Если возможна философия вообще, то политическая философия в частности также возможна. Политическая философия возможна, если человек способен к пониманию той фундаментальной политической альтернативы, которая является истинной причиной эфемерных или случайных альтернатив. Однако если политическая философия ограничена в понимании фундаментальной политической альтернативы, то она не имеет никакого практического значения. Она будет не в силах ответить на вопрос, что является окончательной целью мудрого поступка. Ей придется поручить ключевое решение слепому выбору. Целая плеяда политических философов от Платона до Гегеля и, конечно, все приверженцы естественного права допускали, что фундаментальная политическая проблема поддается окончательному решению. Это допущение, в конечном счете, покоилось на сократовском ответе на вопрос, как должно жить человеку. Понимая, что мы несведущи в самых важных вещах, мы в то же время понимаем, что самая важная для нас вещь, или вещь единственно необходимая, есть поиски знания самых важных вещей, или поиски мудрости. То, что этот вывод не лишен политических последствий, известно каждому читателю платонового Государства или аристотелевой Политики. Правда, успешный поиск мудрости может привести к тому, что мудрость не единственно необходимая вещь. Но этот результат был бы обязан своей значимостью тому факту, что он есть результат поиска мудрости, - само отрицание разума должно быть разумным отрицанием. Невзирая на то, затрагивает ли эта возможность обоснованность сократовского ответа, извечный конфликт сократовского и антисократовского ответа производит впечатление, что сократовский ответ столь же произволен, сколь и его противоположность, или что этот извечный конфликт неразрешим. Соответственно, многие современные ученые-обще- ствоведы, не являющиеся приверженцами историзма, т. е. допускающие существование фундаментальных и неизменных альтернатив, отрицают, что человеческий разум способен разрешить конфликт между этими альтернативами. Естественное право, таким образом, отвергается сегодня не только потому, что вся человеческая мысль считается исторической, но также и потому, что считается, что существует множество неизменных принципов права или добра, которые конфликтуют друг с другом, и что превосходство ни одного из них над другими не может быть доказано.

### Данные:

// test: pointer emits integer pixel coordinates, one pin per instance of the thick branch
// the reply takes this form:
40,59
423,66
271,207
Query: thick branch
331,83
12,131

### Задание:
На чем, согласно отрывку о политической философии, в конечном счете покоилось допущение, что фундаментальная политическая проблема поддается окончательному решению?

### Правильный ответ:
На сократовском ответе на вопрос, как должно жить человеку.